■ **Text block**:
────────────────────────────────────────

Unassuming locals have known for years what more and more mainstream foodies, artists, musicians and culture mavens are starting to recognize: when it comes to sights, sounds, tastes and activities, Winnipeg is world-class.
In 2016, National Geographic magazine agreed, ranking obscure Winnipeg on par with iconic and far-flung travel destinations like Hawaii’s volcanic national parks, the Seychelles, Brazil, France’s Burgundy region, New York City, the Okavango Delta in southern Africa and the Himalayan Buddhist kingdom Bhutan as some of its must-see destinations.
One year later, Vogue magazine described Winnipeg as “peak Canadiana”, offering effusive praise for its architecture, boutiques, and “worldly sophistication fused with friendly Prairie sensibility.”
Beyond its extraordinary residents, below is a small sample of the things that make Winnipeg a special place to explore.
Winnipeg’s hallmark destination is The Forks – one of they city’s 26 designated National Historic Sites. Once a destitute railway site in the heart of the city, The Forks has since been transformed into a year-round recreational grounds full of boutique shops, eateries, walking paths, buskers, and art displays. Inside the main hall is The Common (pictured), a European-style beer hall with rotating selection of craft beers and fine wines from around the world.

────────────────────────────────────────

■ **Data lines**:
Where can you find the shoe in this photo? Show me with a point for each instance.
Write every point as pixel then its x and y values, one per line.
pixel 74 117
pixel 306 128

────────────────────────────────────────

■ **Exercise details**:
Transcribe the Winnipeg text word for word from "One year later, Vogue" to "around the world.". Work only from the Winnipeg text.

■ **Answer below**:
One year later, Vogue magazine described Winnipeg as “peak Canadiana”, offering effusive praise for its architecture, boutiques, and “worldly sophistication fused with friendly Prairie sensibility.”
Beyond its extraordinary residents, below is a small sample of the things that make Winnipeg a special place to explore.
Winnipeg’s hallmark destination is The Forks – one of they city’s 26 designated National Historic Sites. Once a destitute railway site in the heart of the city, The Forks has since been transformed into a year-round recreational grounds full of boutique shops, eateries, walking paths, buskers, and art displays. Inside the main hall is The Common (pictured), a European-style beer hall with rotating selection of craft beers and fine wines from around the world.